● Assigned task: Exactness is required. Restate every entry as written.

● Information:

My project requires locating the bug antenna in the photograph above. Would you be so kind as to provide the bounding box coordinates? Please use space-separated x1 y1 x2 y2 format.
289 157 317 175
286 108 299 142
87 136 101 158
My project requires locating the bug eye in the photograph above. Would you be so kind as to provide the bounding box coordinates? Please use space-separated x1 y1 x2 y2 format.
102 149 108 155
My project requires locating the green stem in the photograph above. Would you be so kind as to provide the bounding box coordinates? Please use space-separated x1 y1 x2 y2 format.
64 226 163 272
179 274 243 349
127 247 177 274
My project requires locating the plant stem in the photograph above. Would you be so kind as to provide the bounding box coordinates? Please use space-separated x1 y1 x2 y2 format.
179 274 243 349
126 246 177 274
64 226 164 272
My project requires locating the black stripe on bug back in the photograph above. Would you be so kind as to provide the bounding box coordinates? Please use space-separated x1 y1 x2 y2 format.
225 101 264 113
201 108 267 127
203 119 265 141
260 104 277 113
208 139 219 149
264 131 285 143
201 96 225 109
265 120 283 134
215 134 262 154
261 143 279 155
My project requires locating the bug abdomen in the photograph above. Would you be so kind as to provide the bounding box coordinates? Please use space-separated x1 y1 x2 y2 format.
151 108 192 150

● Reply to the task:
My project requires locating the bug antenna in the photograph above. Would you be so kind as to provide the bounding box coordinates? Please use space-separated x1 y1 x2 y2 format.
289 157 317 175
286 108 299 142
87 136 101 158
My project requires locating the bug eye in the photograph above. Would you be so kind as to provide the bounding box coordinates? Please use space-separated x1 y1 x2 y2 format.
102 149 108 155
My project requires locating the green stem in the photograph above. Would you be so kind as to provide the bounding box coordinates? Please use space-separated x1 y1 x2 y2 format.
64 226 163 272
179 274 243 349
127 247 177 274
My project requires locating the plant stem in the photograph above. Would you be so kind as to provide the bounding box coordinates? Please use space-separated x1 y1 x2 y2 format.
179 274 243 349
126 246 177 274
64 226 164 272
My project requires locating the black stripe on bug back in the photograph above. Would you be so kind as to provide the bounding box coordinates? Please use space-separated x1 y1 x2 y2 format.
225 101 264 113
201 108 267 127
203 119 265 141
260 104 277 113
208 139 219 149
264 131 285 143
201 96 225 109
265 120 283 134
215 134 262 154
261 143 279 155
My project requires locating the bug abdomen in the photograph above. Would you be so kind as to provide the bounding box coordinates? Please use space-separated x1 y1 x2 y2 format.
151 108 192 150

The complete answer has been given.